### PROBLEM DESCRIPTION
Please decide whether each statement agrees with the oscilloscope text, answering yes or no and quoting the deciding words from the text. 1. Each voltage in the screen shot has its own X axis. 2. The number of channels matches the number of probes that can be hooked up at the same time. 3. A two channel scope cannot present the same information as a four channel scope.

How about if we change the context a little, call the first column milliseconds, and the second column volts. This is exactly what an oscilloscope shows you, except with the a lot finer time increments, like many millions of points per second. The scope plots volts versus time, like this:
This particular screen shot shows four sets of voltages simultaneously. They all share the same X axis (which is time), but each has its own Y axis (volts) that can be moved around for clarity. The number of voltages that can be shown is the number of channels, this also corresponds to the number of probes that can be hooked up simultaneously to the oscilloscope. This screenshot was done on a four channel scope. How many channels do you need? The question should probably be “how many channels can you afford?” A two channel scope will present the same information, you just have to work harder to get it since you can only display two signals at a time. Four is really convenient, but you pay for it.

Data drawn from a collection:
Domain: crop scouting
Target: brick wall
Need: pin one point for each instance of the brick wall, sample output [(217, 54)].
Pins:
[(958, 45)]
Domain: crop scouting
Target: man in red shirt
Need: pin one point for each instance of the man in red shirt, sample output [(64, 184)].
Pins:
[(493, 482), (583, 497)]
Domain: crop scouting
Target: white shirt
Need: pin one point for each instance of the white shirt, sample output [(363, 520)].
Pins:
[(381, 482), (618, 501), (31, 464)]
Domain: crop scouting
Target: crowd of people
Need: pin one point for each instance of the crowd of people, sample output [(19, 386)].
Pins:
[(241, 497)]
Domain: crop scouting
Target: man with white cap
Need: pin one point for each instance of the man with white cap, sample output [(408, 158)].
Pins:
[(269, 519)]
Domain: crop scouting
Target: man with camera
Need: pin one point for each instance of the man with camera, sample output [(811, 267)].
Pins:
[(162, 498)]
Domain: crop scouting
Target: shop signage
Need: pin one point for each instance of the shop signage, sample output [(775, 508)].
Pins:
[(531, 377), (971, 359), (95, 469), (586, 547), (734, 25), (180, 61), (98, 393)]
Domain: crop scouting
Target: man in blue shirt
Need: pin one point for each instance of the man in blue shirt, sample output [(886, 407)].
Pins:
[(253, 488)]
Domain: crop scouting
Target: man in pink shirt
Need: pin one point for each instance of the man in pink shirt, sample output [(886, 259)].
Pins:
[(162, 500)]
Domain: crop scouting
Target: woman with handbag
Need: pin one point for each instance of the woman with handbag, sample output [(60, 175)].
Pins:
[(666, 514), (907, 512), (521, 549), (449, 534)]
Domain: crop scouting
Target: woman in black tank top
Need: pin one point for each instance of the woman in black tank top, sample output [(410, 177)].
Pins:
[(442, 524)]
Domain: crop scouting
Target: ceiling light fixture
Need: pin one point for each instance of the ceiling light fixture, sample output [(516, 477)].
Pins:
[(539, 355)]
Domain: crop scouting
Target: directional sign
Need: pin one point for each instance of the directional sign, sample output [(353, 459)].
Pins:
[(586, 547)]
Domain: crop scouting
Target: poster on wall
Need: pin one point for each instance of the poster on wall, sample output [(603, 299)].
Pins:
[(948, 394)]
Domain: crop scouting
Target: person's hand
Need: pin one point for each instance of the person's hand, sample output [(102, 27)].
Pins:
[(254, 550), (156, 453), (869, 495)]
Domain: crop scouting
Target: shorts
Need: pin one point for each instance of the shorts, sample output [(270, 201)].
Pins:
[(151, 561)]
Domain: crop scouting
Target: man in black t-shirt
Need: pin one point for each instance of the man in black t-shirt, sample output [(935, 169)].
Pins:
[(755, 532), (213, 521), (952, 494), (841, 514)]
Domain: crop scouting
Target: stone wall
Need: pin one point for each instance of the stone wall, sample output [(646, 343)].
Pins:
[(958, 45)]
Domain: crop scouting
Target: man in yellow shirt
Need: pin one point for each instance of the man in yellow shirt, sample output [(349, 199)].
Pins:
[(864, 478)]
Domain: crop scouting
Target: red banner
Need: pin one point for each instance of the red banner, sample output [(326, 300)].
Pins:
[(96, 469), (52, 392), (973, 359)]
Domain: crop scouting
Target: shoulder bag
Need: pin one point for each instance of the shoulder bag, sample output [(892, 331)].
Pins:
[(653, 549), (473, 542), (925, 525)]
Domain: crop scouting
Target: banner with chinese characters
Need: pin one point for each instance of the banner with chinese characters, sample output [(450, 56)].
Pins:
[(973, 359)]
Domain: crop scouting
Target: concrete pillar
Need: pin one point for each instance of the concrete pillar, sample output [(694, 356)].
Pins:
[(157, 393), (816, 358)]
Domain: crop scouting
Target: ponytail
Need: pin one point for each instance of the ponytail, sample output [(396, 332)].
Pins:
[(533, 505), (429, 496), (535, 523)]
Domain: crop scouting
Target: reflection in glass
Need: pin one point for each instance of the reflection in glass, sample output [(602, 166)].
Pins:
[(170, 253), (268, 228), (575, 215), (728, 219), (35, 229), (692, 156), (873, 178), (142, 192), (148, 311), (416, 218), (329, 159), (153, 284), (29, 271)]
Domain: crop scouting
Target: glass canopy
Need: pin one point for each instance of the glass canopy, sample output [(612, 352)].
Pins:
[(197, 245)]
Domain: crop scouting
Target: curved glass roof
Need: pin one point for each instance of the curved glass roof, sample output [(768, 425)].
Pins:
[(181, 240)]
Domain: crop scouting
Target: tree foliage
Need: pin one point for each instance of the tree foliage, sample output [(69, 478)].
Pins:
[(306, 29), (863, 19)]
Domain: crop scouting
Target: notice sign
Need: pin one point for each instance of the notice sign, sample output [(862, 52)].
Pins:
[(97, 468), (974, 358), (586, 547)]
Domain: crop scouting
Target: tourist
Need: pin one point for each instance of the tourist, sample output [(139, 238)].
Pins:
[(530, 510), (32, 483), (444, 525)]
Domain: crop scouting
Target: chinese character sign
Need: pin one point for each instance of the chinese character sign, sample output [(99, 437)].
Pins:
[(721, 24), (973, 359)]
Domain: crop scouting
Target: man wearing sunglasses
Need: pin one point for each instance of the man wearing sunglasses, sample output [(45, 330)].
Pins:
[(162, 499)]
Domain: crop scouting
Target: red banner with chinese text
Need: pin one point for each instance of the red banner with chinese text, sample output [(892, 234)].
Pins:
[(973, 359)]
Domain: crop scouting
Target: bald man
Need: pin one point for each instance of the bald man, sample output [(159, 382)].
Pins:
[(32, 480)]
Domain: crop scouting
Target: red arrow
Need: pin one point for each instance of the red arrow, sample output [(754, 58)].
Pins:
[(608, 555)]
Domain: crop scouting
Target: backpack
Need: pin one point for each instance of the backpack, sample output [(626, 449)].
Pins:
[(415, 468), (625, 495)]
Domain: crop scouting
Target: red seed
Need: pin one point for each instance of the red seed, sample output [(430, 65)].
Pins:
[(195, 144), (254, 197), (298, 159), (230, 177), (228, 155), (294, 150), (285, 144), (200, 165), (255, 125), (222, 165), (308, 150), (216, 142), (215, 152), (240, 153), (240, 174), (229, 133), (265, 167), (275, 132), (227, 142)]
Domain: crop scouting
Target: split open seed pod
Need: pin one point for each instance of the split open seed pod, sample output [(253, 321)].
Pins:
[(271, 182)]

### SOLUTION TO THIS PROBLEM
1. No: "They all share the same X axis (which is time)"
2. Yes: "this also corresponds to the number of probes that can be hooked up simultaneously to the oscilloscope"
3. No: "A two channel scope will present the same information"